_Excerpt provided_

ANAHEIM – You can say the Ducks’ 11-0-3 run to end the season and subsequent four-game sweep of Calgary in the first round were the result of many factors – from the seamless addition of a veteran scorer in his career season, to the depth in defense and goaltending, to the captain who has been the team’s best player.
All good reasons, and there are more beyond those.
Or you could chalk it up to fairy dust.
At a ceremony last month to celebrate the 10th anniversary of the 2007 Stanley Cup team, Ducks owner Henry Samueli wished for that beloved group to spread some “fairy dust” over the current outfit. Ryan Getzlaf and Corey Perry, two of the three remaining active members from that club, smiled – and apparently took their boss’s command to heart.
The Ducks have yet to lose a game in regulation since that March 12 evening. Who would have thought a home win over Washington – a nice win over the NHL’s top team, but just a win – would serve as the launch pad to a push for the Cup that’s become a little more real?
“It’s just a game but it’s something you can use,” Perry said Tuesday, thinking back to that reunion night. “Looking back, that’s kind of where everything sparked. The way we looked at it, we were just trying to get into the playoffs and make ourselves available for a playoff spot.”
Making the playoffs was merely fulfilling an expectation. Making a Cup run is their hope, even their plan. And a path to the silver chalice unexpectedly became clearer.
To a man, the Ducks don’t want to gaze off into the distance beyond the Edmonton Oilers as Game 1 of this best-of-7 playoff series is Wednesday night at Honda Center. They’re set for a back-and-forth battle with a team on the rise that’s out to show it can contend now as well as in the future.

_Exercise prompt_
In the Ducks article, what did owner Henry Samueli wish the 2007 Stanley Cup team would spread over the current team?

_Provided information_
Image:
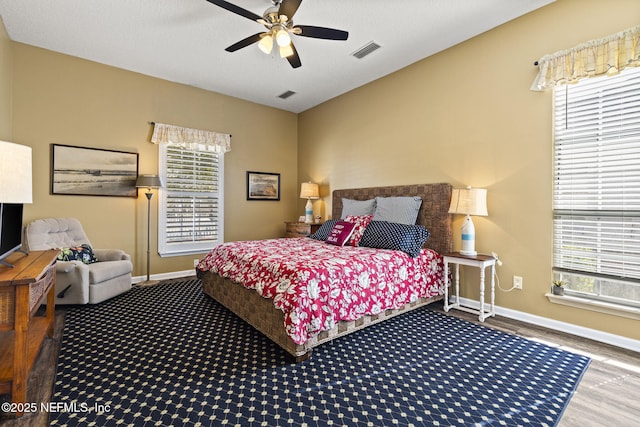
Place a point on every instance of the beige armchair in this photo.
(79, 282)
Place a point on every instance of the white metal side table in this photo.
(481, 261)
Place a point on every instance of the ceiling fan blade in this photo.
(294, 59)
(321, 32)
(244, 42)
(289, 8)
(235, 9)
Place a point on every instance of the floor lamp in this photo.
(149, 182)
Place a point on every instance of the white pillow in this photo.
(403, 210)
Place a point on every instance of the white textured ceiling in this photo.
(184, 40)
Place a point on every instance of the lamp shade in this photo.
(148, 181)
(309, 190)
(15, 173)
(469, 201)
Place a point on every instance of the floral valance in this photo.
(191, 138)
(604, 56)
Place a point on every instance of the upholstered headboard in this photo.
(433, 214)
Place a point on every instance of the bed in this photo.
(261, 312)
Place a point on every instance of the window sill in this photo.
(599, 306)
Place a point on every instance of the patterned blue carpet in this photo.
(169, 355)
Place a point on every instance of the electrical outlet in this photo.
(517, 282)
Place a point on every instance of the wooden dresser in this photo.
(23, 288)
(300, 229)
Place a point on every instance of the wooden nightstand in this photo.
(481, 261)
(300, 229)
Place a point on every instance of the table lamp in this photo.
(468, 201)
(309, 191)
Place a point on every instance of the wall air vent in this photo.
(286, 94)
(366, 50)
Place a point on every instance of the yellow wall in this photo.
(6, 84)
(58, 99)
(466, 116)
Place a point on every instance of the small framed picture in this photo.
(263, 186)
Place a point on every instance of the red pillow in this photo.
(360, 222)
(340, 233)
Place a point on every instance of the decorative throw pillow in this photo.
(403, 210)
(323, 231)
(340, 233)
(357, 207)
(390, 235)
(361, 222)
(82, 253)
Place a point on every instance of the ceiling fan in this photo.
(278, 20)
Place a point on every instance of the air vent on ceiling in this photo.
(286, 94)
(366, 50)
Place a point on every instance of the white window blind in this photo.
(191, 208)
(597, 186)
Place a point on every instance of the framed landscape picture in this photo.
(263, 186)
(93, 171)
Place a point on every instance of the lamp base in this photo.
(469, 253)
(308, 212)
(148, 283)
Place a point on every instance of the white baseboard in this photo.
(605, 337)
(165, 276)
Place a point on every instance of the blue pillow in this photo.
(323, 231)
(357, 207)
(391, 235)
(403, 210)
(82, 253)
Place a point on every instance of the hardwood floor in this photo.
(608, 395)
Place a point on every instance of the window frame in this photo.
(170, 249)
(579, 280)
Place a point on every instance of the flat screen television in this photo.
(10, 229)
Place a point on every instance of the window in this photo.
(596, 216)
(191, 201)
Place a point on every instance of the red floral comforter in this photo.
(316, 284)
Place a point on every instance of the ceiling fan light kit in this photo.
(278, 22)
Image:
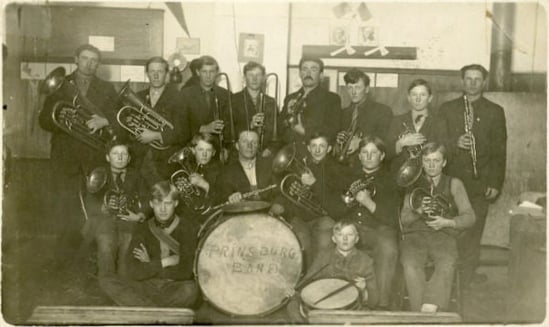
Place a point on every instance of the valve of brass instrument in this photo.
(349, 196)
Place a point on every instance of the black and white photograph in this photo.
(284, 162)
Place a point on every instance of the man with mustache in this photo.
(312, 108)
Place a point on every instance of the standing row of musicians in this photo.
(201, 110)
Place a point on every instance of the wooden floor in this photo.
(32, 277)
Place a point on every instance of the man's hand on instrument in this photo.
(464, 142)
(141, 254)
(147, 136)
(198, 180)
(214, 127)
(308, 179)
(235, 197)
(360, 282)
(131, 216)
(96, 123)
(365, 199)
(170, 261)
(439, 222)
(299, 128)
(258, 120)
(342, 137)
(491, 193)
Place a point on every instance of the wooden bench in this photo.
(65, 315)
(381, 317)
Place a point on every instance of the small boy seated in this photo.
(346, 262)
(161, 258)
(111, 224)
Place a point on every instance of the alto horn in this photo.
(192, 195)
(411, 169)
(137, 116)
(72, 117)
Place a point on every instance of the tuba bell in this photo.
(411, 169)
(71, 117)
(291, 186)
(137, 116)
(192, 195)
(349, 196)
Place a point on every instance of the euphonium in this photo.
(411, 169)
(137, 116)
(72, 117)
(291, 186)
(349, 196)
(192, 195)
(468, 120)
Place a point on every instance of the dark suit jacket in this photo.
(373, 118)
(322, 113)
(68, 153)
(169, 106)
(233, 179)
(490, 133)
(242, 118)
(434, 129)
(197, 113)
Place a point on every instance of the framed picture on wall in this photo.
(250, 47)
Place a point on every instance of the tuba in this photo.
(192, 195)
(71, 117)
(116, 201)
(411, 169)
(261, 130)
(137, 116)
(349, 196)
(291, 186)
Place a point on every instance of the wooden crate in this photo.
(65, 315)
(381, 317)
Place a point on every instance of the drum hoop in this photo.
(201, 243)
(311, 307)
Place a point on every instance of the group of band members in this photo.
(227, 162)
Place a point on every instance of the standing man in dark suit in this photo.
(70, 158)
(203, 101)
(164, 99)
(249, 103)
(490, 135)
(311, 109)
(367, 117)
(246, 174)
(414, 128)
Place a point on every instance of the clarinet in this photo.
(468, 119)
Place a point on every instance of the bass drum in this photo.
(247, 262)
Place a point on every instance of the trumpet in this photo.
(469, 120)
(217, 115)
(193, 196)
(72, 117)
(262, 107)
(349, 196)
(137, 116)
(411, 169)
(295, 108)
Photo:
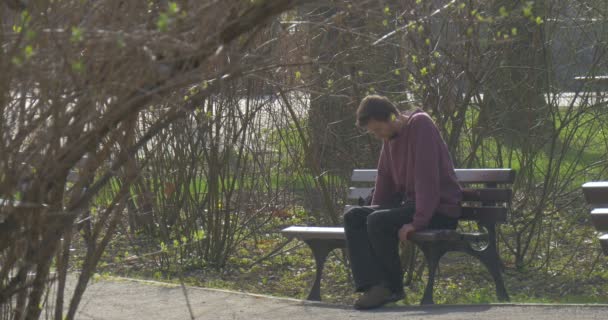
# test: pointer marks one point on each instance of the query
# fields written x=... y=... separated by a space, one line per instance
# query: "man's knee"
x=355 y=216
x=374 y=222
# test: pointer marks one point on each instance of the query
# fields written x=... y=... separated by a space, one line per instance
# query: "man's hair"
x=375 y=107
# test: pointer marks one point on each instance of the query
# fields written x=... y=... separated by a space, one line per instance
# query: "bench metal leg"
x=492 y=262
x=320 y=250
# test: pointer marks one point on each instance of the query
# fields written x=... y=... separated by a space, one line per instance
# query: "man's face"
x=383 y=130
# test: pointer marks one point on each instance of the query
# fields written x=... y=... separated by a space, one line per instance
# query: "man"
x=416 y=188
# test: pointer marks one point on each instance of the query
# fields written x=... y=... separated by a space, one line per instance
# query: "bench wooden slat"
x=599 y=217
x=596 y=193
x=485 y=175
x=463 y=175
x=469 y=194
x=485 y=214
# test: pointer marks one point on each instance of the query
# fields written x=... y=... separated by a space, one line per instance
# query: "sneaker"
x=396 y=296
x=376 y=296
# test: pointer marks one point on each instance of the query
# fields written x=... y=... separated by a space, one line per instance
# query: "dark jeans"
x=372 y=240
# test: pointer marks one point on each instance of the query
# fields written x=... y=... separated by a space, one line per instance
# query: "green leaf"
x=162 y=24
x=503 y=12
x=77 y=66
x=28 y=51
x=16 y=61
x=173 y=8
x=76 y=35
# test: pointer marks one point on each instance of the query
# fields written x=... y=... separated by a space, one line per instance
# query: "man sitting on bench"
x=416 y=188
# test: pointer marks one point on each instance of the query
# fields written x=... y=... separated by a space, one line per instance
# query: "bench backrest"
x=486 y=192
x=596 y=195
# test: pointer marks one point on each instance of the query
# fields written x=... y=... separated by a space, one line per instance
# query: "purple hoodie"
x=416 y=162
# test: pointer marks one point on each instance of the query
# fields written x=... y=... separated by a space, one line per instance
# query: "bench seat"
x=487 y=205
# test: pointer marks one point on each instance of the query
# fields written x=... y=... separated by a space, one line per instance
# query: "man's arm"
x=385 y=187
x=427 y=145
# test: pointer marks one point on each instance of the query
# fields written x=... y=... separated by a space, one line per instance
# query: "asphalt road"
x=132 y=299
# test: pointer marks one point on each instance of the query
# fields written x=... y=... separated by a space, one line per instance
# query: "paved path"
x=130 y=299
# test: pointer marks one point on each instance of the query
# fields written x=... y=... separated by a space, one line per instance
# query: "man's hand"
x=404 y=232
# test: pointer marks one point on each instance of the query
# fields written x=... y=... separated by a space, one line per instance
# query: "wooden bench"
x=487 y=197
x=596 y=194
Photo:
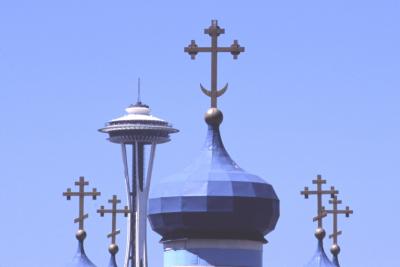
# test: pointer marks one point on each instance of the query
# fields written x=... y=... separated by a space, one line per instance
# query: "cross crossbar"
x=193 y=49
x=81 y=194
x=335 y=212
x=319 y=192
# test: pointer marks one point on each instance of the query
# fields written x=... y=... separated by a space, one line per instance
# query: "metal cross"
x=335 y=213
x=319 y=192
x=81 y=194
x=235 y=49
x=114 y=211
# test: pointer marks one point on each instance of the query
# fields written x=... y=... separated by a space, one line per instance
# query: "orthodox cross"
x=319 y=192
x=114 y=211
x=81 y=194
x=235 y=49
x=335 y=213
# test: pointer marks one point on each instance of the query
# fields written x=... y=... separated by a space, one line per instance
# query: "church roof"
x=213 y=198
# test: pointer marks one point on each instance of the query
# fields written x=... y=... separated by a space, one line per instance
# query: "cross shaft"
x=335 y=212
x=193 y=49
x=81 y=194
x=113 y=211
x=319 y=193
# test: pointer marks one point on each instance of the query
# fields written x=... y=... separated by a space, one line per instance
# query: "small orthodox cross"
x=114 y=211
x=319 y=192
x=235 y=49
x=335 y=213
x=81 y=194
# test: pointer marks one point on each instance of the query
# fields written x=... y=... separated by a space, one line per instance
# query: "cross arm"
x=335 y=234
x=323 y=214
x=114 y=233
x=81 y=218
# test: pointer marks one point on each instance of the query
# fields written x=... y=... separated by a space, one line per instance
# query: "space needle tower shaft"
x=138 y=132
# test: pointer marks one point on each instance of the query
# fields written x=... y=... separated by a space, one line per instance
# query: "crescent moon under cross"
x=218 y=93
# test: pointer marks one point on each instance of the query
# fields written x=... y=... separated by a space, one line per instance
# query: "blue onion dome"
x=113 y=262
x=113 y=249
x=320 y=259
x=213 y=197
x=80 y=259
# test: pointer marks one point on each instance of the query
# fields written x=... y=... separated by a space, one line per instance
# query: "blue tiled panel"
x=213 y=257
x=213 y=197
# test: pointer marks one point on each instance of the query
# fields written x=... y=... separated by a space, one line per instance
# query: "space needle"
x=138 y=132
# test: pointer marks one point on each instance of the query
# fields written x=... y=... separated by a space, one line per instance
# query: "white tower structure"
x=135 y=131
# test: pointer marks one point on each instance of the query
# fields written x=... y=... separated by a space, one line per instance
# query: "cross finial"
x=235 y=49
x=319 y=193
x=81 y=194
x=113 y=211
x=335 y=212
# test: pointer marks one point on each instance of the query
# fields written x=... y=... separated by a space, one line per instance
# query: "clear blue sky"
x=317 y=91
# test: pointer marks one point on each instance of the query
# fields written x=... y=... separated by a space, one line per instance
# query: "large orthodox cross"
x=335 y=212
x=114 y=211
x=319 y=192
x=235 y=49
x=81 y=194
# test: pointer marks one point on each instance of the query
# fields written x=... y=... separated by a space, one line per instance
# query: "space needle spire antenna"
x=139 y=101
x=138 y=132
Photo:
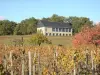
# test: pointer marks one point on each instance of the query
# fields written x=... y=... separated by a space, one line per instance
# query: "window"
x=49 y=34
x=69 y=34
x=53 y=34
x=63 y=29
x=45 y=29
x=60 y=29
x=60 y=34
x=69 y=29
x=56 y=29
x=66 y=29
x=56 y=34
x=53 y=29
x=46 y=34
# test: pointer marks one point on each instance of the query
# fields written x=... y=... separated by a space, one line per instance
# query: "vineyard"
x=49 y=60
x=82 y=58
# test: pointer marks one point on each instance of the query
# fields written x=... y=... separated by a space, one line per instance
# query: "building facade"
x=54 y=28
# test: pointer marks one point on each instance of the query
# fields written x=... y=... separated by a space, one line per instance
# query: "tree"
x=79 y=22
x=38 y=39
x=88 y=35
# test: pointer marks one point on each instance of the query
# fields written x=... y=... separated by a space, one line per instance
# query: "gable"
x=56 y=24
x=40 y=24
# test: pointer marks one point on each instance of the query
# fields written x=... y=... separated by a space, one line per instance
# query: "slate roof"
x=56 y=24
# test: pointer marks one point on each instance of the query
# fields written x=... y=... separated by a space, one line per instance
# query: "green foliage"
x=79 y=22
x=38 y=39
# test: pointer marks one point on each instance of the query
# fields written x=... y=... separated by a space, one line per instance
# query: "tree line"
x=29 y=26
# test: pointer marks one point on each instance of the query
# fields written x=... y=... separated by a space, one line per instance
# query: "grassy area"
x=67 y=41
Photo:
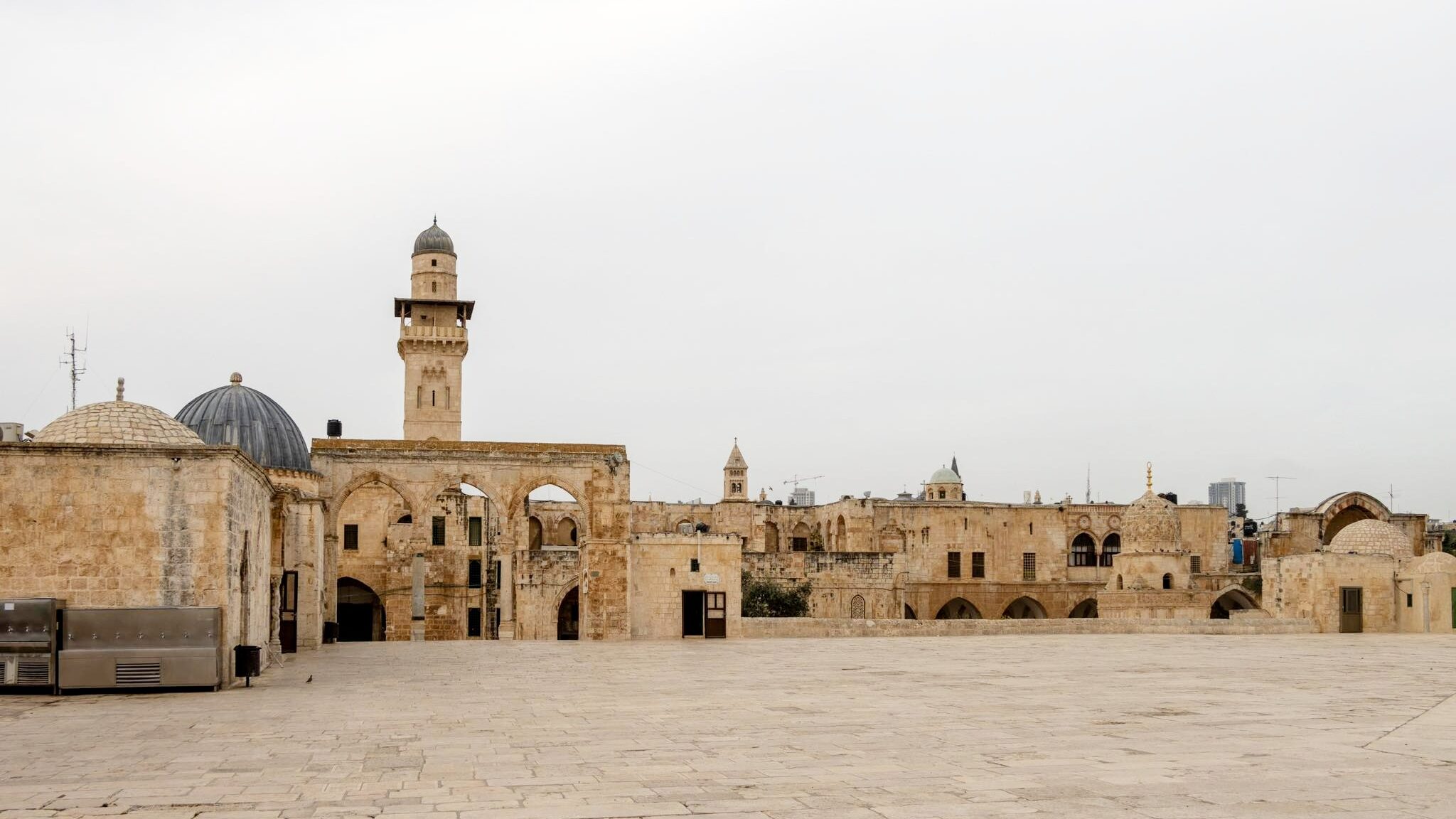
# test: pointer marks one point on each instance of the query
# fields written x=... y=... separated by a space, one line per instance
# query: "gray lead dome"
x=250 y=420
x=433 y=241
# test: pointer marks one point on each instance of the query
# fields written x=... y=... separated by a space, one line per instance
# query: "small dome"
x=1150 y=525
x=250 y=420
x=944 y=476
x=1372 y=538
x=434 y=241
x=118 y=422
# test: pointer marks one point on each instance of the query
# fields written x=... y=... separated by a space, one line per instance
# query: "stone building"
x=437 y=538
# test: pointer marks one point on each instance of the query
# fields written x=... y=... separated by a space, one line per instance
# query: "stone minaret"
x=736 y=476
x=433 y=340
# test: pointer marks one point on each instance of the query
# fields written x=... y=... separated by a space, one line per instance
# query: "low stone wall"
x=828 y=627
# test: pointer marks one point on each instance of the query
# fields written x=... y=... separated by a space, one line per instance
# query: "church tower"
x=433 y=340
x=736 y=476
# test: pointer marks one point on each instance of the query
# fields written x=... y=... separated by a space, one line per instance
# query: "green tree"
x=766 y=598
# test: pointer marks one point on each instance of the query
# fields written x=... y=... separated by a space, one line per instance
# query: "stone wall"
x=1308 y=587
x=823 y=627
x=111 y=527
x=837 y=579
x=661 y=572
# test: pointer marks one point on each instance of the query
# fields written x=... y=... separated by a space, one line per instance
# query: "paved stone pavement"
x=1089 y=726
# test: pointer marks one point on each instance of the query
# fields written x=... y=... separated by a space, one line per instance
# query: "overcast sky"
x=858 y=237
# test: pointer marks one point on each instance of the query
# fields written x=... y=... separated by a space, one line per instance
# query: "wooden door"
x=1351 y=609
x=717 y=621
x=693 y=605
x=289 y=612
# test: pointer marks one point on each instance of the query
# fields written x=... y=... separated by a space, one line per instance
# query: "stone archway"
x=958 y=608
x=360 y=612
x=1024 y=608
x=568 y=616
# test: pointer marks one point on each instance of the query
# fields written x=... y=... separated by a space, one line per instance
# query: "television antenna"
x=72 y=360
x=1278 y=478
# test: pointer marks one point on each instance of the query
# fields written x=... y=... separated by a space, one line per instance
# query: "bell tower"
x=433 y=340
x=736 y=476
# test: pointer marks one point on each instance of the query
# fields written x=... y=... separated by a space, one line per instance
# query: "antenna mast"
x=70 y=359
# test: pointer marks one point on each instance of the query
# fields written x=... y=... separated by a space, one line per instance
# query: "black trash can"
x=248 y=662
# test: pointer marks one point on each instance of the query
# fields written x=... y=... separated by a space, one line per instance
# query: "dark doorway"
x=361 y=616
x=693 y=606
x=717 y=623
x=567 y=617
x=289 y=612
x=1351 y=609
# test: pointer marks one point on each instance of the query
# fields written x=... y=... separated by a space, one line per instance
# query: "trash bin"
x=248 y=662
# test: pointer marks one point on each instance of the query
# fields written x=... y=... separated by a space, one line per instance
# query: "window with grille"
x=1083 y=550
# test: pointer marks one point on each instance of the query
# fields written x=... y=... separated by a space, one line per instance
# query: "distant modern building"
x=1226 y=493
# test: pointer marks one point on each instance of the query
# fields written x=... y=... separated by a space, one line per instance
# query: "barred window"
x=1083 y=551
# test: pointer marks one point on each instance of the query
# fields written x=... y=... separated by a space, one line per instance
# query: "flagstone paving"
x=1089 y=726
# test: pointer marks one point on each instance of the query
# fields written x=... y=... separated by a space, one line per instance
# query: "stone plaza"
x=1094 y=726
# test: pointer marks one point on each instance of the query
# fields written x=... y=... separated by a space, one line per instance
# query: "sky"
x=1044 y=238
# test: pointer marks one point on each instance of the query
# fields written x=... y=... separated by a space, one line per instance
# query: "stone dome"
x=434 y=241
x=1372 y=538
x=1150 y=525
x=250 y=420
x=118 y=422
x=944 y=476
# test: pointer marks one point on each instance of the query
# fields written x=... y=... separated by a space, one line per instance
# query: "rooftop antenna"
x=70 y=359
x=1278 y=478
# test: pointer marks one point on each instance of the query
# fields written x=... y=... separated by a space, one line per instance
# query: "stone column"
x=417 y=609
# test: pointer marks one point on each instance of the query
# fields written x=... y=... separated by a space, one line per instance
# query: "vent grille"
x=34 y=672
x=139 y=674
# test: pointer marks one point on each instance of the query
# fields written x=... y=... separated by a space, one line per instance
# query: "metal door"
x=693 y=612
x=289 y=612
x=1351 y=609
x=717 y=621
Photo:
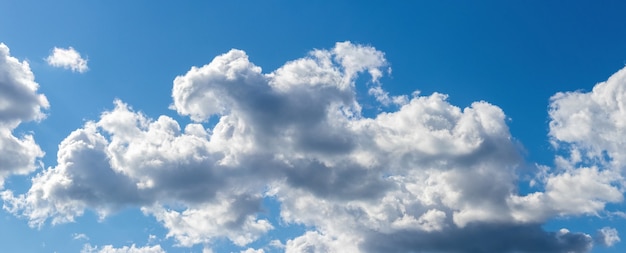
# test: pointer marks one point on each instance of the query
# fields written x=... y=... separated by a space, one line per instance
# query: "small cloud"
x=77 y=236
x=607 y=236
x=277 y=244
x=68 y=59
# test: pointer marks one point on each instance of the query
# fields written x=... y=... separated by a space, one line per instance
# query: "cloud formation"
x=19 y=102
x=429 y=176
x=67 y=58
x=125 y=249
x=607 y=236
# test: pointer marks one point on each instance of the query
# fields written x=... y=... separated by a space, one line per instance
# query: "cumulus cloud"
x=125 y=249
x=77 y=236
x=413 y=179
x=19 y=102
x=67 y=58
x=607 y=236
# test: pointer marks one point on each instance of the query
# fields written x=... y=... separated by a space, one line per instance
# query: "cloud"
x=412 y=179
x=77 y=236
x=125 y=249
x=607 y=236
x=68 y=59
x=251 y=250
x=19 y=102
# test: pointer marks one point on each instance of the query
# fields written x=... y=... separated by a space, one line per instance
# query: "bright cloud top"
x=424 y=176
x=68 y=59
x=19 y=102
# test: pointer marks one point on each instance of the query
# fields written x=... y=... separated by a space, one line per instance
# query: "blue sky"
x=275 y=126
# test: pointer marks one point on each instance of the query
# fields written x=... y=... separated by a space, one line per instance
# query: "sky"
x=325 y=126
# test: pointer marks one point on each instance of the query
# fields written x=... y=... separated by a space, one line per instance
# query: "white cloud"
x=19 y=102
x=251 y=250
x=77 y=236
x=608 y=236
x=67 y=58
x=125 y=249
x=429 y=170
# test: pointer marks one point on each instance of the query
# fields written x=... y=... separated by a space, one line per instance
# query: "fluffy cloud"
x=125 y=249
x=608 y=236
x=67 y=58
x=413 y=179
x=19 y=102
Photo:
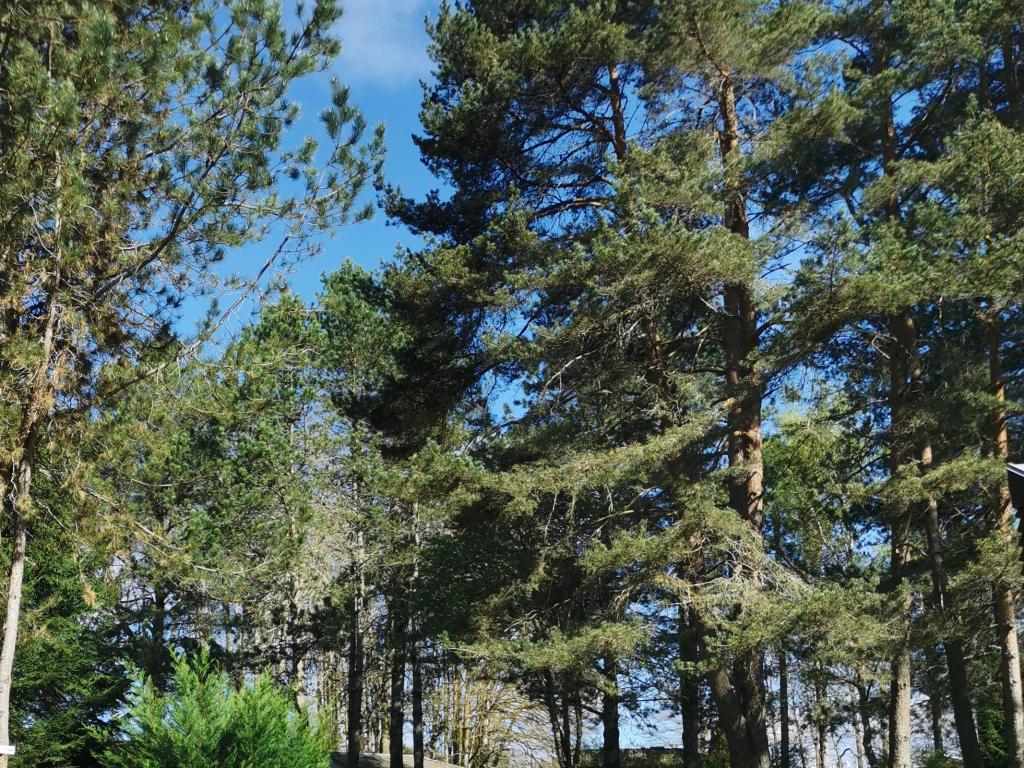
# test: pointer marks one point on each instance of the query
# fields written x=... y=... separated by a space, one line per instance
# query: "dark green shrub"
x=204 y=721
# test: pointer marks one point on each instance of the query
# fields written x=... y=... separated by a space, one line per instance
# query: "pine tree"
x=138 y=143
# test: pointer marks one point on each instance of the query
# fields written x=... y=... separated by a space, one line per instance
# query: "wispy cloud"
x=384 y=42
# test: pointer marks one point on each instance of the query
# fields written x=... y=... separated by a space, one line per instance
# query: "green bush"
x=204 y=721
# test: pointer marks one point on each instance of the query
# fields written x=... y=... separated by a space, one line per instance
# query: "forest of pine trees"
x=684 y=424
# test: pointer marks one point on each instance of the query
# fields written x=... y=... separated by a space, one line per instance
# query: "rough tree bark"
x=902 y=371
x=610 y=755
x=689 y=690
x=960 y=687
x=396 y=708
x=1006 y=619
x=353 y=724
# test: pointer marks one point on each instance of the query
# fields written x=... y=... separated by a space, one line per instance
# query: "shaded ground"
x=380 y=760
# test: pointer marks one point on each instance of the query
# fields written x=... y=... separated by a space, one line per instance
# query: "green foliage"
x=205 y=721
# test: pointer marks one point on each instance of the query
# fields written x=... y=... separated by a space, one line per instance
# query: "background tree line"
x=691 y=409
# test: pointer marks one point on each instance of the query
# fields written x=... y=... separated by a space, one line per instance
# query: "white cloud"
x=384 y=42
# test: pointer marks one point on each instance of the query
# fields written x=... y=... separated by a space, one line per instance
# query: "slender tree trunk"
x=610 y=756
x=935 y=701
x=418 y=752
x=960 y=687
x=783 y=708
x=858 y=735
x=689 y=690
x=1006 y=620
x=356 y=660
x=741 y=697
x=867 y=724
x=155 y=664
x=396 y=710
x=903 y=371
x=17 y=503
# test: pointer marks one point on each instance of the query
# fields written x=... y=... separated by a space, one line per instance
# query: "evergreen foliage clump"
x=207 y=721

_Answer for this exercise_
Fairy dust.